Task goal:
Convert only the portion of the data below that opens with the line containing "Target: wrinkled skin" and closes with the line containing "[(340, 1095), (476, 1078)]" into a numbered list, including both of those lines and omitting any blank lines.

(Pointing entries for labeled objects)
* * *
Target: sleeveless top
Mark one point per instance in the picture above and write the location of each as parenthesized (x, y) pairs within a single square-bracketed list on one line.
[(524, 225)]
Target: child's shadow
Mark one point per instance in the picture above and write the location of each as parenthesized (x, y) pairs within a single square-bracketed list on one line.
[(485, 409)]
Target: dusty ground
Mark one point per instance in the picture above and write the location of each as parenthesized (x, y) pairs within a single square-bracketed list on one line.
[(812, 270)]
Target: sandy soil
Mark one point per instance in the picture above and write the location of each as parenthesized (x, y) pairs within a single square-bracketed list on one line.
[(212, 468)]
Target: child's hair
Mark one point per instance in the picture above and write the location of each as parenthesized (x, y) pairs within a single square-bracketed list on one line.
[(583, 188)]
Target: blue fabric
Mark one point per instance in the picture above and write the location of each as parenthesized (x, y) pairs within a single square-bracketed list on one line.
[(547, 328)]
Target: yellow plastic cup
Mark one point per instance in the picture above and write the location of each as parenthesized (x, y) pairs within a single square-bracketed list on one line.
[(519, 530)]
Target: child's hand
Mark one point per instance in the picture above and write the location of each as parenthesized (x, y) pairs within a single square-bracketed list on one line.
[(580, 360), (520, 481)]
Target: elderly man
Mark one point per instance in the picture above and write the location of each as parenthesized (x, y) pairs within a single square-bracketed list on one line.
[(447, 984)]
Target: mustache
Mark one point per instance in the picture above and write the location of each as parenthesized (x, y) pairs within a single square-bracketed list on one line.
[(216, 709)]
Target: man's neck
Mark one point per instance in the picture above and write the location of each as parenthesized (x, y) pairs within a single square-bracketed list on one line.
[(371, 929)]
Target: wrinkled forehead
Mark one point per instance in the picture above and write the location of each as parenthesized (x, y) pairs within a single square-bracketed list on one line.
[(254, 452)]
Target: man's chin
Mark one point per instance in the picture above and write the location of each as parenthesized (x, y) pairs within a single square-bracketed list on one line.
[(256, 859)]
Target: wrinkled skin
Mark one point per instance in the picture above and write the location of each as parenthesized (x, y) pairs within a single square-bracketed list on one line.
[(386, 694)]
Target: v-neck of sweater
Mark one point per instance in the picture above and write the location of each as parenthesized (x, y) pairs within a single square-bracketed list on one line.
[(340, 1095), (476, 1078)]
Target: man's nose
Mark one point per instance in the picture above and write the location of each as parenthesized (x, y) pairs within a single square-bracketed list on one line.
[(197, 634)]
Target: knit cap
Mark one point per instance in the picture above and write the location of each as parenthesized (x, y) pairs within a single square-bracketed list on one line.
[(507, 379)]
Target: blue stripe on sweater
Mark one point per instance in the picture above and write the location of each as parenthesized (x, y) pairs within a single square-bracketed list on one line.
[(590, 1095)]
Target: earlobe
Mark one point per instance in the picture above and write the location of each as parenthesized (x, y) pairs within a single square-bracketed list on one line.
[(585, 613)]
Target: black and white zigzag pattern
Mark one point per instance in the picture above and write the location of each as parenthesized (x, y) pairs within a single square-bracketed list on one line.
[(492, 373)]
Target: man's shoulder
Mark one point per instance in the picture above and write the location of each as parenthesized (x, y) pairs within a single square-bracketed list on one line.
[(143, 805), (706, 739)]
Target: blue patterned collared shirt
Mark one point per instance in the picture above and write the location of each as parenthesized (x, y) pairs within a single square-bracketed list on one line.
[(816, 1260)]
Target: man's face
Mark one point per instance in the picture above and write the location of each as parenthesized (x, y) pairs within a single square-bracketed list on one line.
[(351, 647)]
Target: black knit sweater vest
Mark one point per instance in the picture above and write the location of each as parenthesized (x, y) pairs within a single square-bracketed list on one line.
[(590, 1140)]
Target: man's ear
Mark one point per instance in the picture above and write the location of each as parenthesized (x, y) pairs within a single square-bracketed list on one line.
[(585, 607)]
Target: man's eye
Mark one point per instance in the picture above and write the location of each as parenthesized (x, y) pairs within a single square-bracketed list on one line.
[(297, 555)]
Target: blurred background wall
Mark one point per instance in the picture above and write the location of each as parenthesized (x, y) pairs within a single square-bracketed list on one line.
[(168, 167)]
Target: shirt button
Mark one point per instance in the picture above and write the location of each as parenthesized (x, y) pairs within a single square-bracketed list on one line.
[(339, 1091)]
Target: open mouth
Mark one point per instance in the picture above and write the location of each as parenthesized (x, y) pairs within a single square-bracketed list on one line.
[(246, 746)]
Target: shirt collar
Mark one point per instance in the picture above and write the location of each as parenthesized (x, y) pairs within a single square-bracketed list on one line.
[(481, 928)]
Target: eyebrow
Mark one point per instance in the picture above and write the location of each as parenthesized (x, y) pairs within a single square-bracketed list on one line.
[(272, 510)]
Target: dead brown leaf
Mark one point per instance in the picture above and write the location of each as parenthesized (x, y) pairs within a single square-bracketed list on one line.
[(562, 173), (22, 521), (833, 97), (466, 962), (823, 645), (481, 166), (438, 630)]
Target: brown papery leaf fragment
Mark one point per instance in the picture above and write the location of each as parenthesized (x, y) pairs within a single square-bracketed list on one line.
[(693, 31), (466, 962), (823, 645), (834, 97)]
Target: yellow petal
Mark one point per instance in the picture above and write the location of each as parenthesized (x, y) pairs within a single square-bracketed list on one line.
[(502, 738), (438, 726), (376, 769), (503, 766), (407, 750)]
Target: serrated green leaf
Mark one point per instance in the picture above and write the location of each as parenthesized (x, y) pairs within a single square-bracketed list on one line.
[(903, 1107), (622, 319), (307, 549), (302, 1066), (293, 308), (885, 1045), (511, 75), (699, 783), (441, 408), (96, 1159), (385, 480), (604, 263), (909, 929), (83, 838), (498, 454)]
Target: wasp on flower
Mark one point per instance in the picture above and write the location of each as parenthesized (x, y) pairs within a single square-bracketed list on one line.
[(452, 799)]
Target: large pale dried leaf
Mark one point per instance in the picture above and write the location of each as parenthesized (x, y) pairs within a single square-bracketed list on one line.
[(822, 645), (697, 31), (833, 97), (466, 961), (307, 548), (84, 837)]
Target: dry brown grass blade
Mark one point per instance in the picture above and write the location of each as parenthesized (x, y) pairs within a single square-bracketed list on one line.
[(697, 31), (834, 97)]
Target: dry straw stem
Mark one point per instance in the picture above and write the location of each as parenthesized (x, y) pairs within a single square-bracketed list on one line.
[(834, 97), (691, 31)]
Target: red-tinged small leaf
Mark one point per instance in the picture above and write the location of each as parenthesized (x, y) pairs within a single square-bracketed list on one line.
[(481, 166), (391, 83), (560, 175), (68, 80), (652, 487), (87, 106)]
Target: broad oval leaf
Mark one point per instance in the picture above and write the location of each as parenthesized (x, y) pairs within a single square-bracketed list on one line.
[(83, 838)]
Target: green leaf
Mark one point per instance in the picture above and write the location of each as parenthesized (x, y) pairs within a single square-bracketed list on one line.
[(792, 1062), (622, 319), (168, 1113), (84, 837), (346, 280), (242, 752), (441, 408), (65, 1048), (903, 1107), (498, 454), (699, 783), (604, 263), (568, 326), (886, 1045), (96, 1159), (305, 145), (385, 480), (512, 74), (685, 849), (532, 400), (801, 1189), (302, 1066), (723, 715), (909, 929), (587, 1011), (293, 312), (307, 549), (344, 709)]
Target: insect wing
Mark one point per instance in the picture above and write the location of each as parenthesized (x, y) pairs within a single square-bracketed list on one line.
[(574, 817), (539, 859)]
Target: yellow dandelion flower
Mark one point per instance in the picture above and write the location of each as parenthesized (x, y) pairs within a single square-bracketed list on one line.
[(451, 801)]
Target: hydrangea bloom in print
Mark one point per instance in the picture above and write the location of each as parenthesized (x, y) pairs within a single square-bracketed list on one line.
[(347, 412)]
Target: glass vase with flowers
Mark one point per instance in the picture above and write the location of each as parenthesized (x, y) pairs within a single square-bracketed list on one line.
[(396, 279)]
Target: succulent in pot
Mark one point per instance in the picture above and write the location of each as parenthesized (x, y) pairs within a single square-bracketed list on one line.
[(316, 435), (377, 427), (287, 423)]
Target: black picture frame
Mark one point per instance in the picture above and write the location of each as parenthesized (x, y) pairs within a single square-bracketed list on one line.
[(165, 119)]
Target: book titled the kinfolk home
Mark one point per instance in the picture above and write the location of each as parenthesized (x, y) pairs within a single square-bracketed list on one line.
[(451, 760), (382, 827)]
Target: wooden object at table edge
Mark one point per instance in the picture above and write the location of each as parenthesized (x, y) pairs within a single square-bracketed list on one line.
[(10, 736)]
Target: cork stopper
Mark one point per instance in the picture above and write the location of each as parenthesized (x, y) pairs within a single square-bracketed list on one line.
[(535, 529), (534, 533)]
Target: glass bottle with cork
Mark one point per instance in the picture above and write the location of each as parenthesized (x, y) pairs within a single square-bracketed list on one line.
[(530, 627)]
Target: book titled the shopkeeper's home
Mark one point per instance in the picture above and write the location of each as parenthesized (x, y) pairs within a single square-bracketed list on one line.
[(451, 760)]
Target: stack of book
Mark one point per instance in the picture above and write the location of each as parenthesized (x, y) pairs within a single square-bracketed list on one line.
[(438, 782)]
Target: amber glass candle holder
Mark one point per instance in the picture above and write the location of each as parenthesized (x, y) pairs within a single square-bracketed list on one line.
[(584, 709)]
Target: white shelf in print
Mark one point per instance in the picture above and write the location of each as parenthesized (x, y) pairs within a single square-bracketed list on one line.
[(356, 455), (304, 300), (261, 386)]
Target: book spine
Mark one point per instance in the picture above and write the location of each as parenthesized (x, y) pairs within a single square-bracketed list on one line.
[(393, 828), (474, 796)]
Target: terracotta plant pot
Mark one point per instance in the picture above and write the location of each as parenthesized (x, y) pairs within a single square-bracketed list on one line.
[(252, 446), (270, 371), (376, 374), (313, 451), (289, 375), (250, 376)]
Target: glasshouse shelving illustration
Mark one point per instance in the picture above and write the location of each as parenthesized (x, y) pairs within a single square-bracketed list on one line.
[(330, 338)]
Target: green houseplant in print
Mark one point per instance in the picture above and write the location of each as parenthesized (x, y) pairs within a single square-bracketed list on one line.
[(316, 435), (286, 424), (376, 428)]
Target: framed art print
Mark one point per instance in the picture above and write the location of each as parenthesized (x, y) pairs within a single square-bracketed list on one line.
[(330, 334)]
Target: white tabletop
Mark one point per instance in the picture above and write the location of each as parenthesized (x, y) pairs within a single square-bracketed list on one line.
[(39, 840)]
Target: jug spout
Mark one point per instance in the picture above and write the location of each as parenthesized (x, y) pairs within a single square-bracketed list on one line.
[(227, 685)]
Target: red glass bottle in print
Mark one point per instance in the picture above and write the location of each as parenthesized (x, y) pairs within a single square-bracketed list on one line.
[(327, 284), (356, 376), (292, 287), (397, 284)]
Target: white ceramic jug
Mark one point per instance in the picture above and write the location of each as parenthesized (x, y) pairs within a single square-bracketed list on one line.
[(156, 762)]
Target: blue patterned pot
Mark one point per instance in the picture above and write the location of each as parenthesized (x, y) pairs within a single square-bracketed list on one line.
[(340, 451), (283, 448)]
* * *
Written solution:
1. Target: wrinkled skin
2. Mark one point per instance in the picture above and write the location of each as parenthesized (x, y) pairs within a single square-bracketed list on one line.
3. [(386, 694)]
4. Target: v-neck of sweater
5. Mark one point per instance in the picture above and write the location of each as parenthesized (x, y) pairs within a single square-bracketed list on one line.
6. [(340, 1095), (476, 1078)]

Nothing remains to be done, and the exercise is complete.